**Records from a dataset**
* * *
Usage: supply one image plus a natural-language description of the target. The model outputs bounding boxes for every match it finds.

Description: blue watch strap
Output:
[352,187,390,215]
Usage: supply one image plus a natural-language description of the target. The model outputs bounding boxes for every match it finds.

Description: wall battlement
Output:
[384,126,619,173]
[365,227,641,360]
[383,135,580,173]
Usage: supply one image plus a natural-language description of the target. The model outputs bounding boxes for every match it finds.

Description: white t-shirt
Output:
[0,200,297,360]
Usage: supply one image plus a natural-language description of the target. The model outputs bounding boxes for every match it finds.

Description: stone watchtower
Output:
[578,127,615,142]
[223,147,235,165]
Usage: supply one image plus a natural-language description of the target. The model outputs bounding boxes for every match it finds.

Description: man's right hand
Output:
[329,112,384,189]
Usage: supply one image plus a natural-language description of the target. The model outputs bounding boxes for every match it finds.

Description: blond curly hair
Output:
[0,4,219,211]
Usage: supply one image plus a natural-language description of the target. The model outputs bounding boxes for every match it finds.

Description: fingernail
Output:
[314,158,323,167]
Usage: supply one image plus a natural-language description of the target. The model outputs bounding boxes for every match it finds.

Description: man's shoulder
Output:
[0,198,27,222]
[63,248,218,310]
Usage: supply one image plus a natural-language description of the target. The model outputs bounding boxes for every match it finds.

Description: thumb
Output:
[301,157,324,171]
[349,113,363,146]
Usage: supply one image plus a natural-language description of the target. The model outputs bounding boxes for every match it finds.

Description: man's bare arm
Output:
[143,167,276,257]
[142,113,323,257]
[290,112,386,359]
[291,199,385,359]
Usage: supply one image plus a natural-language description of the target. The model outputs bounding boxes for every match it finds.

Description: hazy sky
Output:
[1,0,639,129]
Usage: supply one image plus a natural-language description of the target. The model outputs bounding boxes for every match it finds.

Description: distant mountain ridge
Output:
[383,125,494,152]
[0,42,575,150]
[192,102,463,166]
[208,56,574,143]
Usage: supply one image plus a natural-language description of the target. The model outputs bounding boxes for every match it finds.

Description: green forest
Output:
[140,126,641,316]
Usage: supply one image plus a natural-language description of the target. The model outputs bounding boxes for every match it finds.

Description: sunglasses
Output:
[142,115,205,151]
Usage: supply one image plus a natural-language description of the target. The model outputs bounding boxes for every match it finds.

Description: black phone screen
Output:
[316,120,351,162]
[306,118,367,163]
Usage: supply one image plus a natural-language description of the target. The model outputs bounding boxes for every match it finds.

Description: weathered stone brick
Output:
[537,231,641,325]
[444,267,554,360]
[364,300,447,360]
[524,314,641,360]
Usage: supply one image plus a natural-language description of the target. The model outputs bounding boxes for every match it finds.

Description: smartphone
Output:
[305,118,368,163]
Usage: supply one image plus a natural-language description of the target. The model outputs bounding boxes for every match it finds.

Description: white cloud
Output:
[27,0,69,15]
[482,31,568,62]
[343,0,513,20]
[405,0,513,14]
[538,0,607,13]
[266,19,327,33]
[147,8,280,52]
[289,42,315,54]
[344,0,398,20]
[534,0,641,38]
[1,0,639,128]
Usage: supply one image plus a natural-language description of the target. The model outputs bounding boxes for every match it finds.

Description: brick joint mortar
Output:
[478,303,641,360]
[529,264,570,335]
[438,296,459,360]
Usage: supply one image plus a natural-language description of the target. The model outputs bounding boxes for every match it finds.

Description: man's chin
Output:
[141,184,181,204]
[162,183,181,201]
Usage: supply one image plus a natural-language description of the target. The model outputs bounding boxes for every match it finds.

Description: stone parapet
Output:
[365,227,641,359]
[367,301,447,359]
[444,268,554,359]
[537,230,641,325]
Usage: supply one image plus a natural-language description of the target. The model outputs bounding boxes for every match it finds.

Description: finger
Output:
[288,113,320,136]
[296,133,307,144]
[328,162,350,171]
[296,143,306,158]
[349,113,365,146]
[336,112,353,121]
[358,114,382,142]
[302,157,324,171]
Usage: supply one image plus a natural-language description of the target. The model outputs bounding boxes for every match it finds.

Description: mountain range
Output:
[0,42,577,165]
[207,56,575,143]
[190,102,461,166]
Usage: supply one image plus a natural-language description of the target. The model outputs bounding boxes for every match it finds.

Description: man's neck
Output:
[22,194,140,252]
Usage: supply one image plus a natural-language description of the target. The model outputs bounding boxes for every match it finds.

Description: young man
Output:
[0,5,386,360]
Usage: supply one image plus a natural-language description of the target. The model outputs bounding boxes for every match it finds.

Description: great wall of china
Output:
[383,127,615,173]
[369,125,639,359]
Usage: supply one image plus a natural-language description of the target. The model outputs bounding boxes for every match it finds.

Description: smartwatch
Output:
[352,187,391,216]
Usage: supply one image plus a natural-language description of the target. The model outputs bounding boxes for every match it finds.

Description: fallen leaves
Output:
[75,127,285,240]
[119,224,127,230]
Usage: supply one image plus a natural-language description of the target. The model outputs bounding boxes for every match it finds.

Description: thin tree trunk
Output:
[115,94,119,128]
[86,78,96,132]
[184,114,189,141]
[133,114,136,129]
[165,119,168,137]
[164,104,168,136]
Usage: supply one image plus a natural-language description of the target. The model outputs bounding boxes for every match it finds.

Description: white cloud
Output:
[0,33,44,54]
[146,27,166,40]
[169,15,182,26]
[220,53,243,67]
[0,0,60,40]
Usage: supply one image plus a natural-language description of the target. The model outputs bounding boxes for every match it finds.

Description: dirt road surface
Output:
* * *
**EXERCISE**
The entries shown above should be duplicated exactly.

**REPLY TO THE TASK**
Usage: supply one image plus a natural-language description of the target. The model outputs bounding boxes for every match it finds.

Description: blue watch strap
Output:
[352,187,390,215]
Usage: supply one image plus a natural-language description of the target. The model outputs bounding boxes for every match it finds.

Description: wall battlement
Output:
[384,126,619,173]
[365,227,641,360]
[383,135,580,173]
Usage: supply one image plus a natural-language description of the target. The model outputs bounding boxes for every match it finds.

Description: white t-shirt
Output:
[0,200,297,360]
Usage: supply one image plus a natural-language description of the target. The model outputs bounding boxes for every match it finds.

Description: stone watchtower
Output:
[578,127,615,142]
[223,147,235,165]
Usage: supply one image plus a natural-language description of the target. The model outputs bounding boxes for every match it finds.

Description: man's right hand
Output:
[329,112,384,189]
Usage: supply one image plus a natural-language description of the target. The model outputs bounding boxes for every match it finds.

Description: blond curly hair
Output:
[0,4,219,211]
Usage: supply one image plus a natural-language description of the target. The model outputs bounding boxes for every match it finds.

Description: fingernail
Output:
[314,158,323,167]
Usage: supply one image plus a natural-language description of the target. The model outputs bounding boxes for every match it finds.

Description: man's shoulder
Output:
[0,198,27,222]
[63,248,218,310]
Usage: supply one image plus a natural-language description of the target. The model outputs bounding boxes for every match it finds.

Description: thumb
Output:
[301,157,324,171]
[349,113,363,146]
Usage: supply one image plus a natural-language description of the target. The model outputs bounding boxes for every match it finds.

Description: man's bare arm
Output:
[143,167,276,257]
[142,113,323,257]
[290,112,386,359]
[291,199,385,359]
Usage: supply one image plus a natural-language description of the target. The model outputs bounding boxes for every match it finds.

Description: hazy sky
Output:
[1,0,639,129]
Usage: supply one image plus a natural-language description of the target. The model outputs bounding boxes for every match it finds.

Description: distant mountain ridge
Output:
[383,125,494,152]
[0,42,575,150]
[192,102,463,166]
[208,56,574,143]
Usage: supply one image plus a natural-language description of the target. The model outputs bounding boxes for every match it finds.

Description: green forest
Output:
[140,126,641,316]
Usage: supply one image plus a natural-language description of the target. The model outputs bounding boxes for every match it finds.

Description: sunglasses
Output:
[142,115,205,151]
Usage: supply one image plus a natural-language description of the target. The model outputs bounding boxes for every match it finds.

Description: black phone screen
Output:
[316,120,351,162]
[306,118,367,163]
Usage: supply one image plus a natural-language description of the target. The model outputs bounding boxes for every match it finds.

Description: weathered stone brick
Output:
[537,231,641,325]
[444,267,554,360]
[364,300,447,360]
[524,314,641,360]
Usage: supply one image plus a natural-language description of the target. The model outputs bounding boxes for every match it finds.

Description: smartphone
Output:
[305,118,368,163]
Usage: supply one image plus a natural-language description of the target. The model outputs bounding boxes for every match it finds.

Description: white cloud
Output:
[27,0,69,15]
[482,31,568,62]
[343,0,513,20]
[405,0,513,14]
[538,0,607,13]
[266,19,327,33]
[147,8,280,52]
[289,42,315,54]
[344,0,398,20]
[534,0,641,38]
[1,0,639,128]
Usage: supply one image plus a natural-language description of the target. The model outputs bounding boxes for every match it finds.

Description: brick joint mortar
Output:
[478,303,641,360]
[529,264,570,335]
[438,296,459,360]
Usage: supply one image plus a natural-language description of the target. The model outputs bounding boxes for every match it finds.

Description: man's chin
Output:
[141,184,181,204]
[162,183,181,201]
Usage: supply one image plus a natural-language description of the target. The model outputs bounding boxes for every match it finds.

Description: stone parapet
Output:
[365,227,641,359]
[367,301,447,359]
[444,268,554,359]
[537,230,641,325]
Usage: supply one image plus a natural-language description of the target. The model outputs bounding boxes for every match it finds.

Description: finger
Output:
[288,113,320,136]
[296,133,307,144]
[328,162,350,171]
[296,143,306,158]
[349,113,365,146]
[336,112,353,121]
[358,114,382,142]
[302,157,324,171]
Usage: supply one image plus a natural-language description of the target. The model outputs bounding boxes for every match it finds.

Description: mountain range
Output:
[0,42,577,165]
[207,56,575,143]
[190,102,461,166]
Usage: supply one image plus a natural-language description of the target. The model outputs bounding boxes for every match it finds.

Description: man's neck
Output:
[22,194,140,252]
Usage: supply one image plus a natural-language description of the target. The model outputs bounding boxes for every match it finds.

Description: young man
Output:
[0,5,386,360]
Usage: supply one image plus a natural-language description of the target. The model outputs bounding boxes for every match it finds.

Description: great wall of china
Output:
[383,127,615,173]
[369,125,639,359]
Usage: supply one image plus a natural-language description of the target. The model outputs bounding boxes for every match it finds.

Description: smartwatch
Output:
[352,187,391,216]
Usage: supply one image plus a natural-language description of the target. The model outputs bounding boxes for every match it finds.

Description: fallen leaves
Output:
[75,127,285,240]
[119,224,127,230]
Usage: supply one image plus a natural-language description of the target. The model outputs bounding boxes for every match it finds.

Description: thin tree trunk
Output:
[115,94,119,128]
[86,78,96,132]
[184,114,189,141]
[133,114,136,129]
[165,119,168,137]
[164,104,168,136]
Usage: supply one image plus a natural-language description of the target. The model outputs bounding boxes for every match it finds.

Description: white cloud
Output:
[0,33,44,54]
[146,27,166,40]
[169,15,182,26]
[220,53,243,67]
[0,0,60,40]
Usage: supply one image plus a natural-language description of the target. The model outputs bounding boxes for every match it finds.

Description: dirt road surface
Output:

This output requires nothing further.